--- Exercise task ---
Reproduce the material below with every occurrence of "one point per instance" swapped for "one point for each instance", keeping everything else unchanged.
## Start Provided information
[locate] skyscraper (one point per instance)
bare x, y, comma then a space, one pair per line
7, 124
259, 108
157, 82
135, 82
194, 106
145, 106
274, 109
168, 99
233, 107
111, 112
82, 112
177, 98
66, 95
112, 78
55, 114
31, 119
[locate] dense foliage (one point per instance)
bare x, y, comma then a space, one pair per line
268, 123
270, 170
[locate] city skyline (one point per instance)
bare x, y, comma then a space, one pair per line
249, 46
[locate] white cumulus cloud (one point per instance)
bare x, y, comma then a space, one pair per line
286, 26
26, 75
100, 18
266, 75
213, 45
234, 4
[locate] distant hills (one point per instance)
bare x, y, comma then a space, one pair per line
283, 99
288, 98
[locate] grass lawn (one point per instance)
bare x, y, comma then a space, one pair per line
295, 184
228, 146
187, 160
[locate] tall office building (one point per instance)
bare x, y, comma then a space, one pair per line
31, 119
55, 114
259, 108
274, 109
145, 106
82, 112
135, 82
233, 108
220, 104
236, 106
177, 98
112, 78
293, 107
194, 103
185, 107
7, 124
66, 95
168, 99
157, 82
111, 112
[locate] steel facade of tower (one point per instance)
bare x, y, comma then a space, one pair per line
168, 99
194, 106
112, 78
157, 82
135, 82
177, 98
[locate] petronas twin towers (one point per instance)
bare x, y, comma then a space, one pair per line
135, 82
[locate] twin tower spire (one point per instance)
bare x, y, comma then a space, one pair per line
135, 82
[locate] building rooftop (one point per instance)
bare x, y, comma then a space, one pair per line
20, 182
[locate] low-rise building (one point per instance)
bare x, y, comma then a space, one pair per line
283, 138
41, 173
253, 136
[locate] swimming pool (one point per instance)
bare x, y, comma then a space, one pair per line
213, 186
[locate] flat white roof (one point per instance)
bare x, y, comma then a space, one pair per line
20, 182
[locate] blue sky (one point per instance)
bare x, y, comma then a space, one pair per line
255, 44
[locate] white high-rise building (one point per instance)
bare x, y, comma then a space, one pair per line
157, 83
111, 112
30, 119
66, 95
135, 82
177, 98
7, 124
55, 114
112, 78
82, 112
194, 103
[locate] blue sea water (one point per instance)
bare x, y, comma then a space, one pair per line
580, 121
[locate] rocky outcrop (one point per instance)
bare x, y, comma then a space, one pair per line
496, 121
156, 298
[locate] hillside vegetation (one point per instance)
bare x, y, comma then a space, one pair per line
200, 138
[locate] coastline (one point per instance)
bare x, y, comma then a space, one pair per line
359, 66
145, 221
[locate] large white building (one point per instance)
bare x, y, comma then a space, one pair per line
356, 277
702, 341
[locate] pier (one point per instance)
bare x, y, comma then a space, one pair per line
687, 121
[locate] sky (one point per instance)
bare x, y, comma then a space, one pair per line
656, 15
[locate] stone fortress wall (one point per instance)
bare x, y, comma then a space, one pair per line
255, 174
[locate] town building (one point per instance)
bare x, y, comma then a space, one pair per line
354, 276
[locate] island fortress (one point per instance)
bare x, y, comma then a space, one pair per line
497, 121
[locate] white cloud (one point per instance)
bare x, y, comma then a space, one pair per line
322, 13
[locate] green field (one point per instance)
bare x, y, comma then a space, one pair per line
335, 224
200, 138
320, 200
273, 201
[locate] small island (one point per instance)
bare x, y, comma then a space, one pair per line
## End Provided information
--- Solution below ---
[locate] skyscraper (one point for each instance)
bare x, y, comma then a space, one pair per line
7, 124
259, 108
157, 82
135, 82
194, 106
145, 106
274, 109
168, 99
233, 107
111, 112
82, 112
177, 98
66, 95
112, 78
55, 114
31, 119
[locate] dense foliage (one point for each instance)
bare x, y, comma then a space, one pair per line
268, 123
270, 170
[locate] city skyline (one point for each instance)
bare x, y, comma then a space, one pair per line
249, 46
[locate] white cumulus cloud (one point for each instance)
bare x, y, comma then a space, one pair per line
286, 26
26, 75
100, 18
266, 75
213, 45
234, 4
[locate] distant hills (one point for each instance)
bare x, y, comma then a space, one pair per line
283, 99
288, 98
[locate] grass lawn (one point for each instance)
bare x, y, comma then a space, one pair per line
295, 184
228, 146
187, 160
[locate] tall office building (one point for each instance)
bare x, y, comma then a space, one pair per line
31, 119
55, 114
259, 108
274, 109
145, 106
82, 112
135, 82
233, 108
220, 104
236, 106
177, 98
112, 78
293, 107
194, 103
185, 107
7, 124
66, 95
168, 99
157, 82
111, 112
[locate] steel facade of tower (one point for each instance)
bare x, y, comma then a space, one pair per line
168, 99
194, 106
112, 78
157, 82
135, 82
177, 98
[locate] petronas twin towers (one point for each instance)
bare x, y, comma then a space, one pair per line
135, 82
[locate] twin tower spire (one point for each instance)
bare x, y, comma then a space, one pair per line
135, 82
[locate] building rooftop (one point for each instance)
bare x, y, comma then a space, one pair per line
20, 182
[locate] low-rise building (one point for each instance)
bare x, y, comma then a space, one pair per line
283, 138
41, 173
253, 136
[locate] swimming pool (one point for each instance)
bare x, y, comma then a space, one pair per line
213, 186
[locate] flat white roof (one point for each instance)
bare x, y, comma then a space, one pair per line
20, 182
[locate] blue sky (one point for each instance)
bare x, y, comma then a space, one pair per line
255, 44
[locate] white high-rise building (one point for each instance)
bare x, y, comma then a space, one pair per line
157, 83
111, 112
30, 119
66, 95
135, 82
177, 98
7, 124
55, 114
112, 78
82, 112
194, 103
[locate] blue sea water (one point for each instance)
bare x, y, comma then a space, one pair per line
580, 121
[locate] rocky outcrop (one point for each instance)
bare x, y, comma then a space, one pair per line
496, 121
156, 298
[locate] hillside vegetation (one point for each instance)
bare x, y, comma then a space, one pair per line
200, 138
[locate] coastline (one point for each instance)
bare x, y, comma then a space, one pair per line
359, 66
145, 221
[locate] large white building (one point for each instance)
bare x, y, comma then a space, one pair per line
356, 277
702, 341
[locate] pier (one point for each instance)
bare x, y, comma then a space, one pair per line
687, 121
[locate] sky (one point for each instance)
bare x, y, comma then a space, one pair per line
656, 15
[locate] stone fortress wall (one point for each instance)
bare x, y, comma then a space, one pair per line
255, 174
[locate] town building (one point for each instance)
bare x, y, comma then a space, one pair per line
354, 276
[locate] island fortress (one point for each instance)
bare x, y, comma then a space, one pair per line
497, 121
[locate] white cloud (one point for each instance)
bare x, y, comma then a space, one pair per line
322, 13
[locate] green field (one point for each instance)
bare x, y, comma then a space, one pair per line
335, 224
200, 138
320, 200
273, 201
[locate] small island (one point for each instance)
bare x, y, comma then a space, one pair per line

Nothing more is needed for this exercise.